■ **Given exercise**
Transcribe the passage about SUCAF's sugar business word for word, starting at "At the same" and ending at "indirect jobs nationwide.".

■ **Passage**
○ ○ ○ ○ ○ ○ ○

Sales and turnover have been growing at around 2% per annum, in line with population growth, according to Christian Renardet, the company’s director-general. While its domestic market position is protected by an import ban on sugar, wholesale prices have been frozen since 1998, when it acquired the former state sugar producer, Société Sucrière du Haut-Ogouée, in a privatisation.
At the same time, its costs have risen. By SUCAF’s own account, rail transport tariffs charged by Société d’Exploitation du Transgabonais have risen by 20% over the last six years alone, while the average salary of its seasonal workers has almost doubled since 2011 to CFA150,000 (€229). The company employs 403 full-time workers, 600 seasonal workers, 512 subcontractors and has generated a total of around 500 indirect jobs nationwide.

○ ○ ○ ○ ○ ○ ○

■ **Recorded information**
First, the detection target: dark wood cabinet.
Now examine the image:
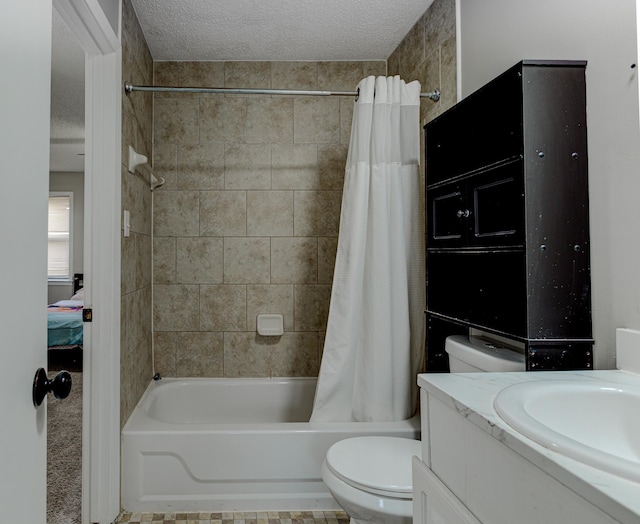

○ ○ ○ ○ ○ ○ ○

■ **Answer to this problem**
At the same time, its costs have risen. By SUCAF’s own account, rail transport tariffs charged by Société d’Exploitation du Transgabonais have risen by 20% over the last six years alone, while the average salary of its seasonal workers has almost doubled since 2011 to CFA150,000 (€229). The company employs 403 full-time workers, 600 seasonal workers, 512 subcontractors and has generated a total of around 500 indirect jobs nationwide.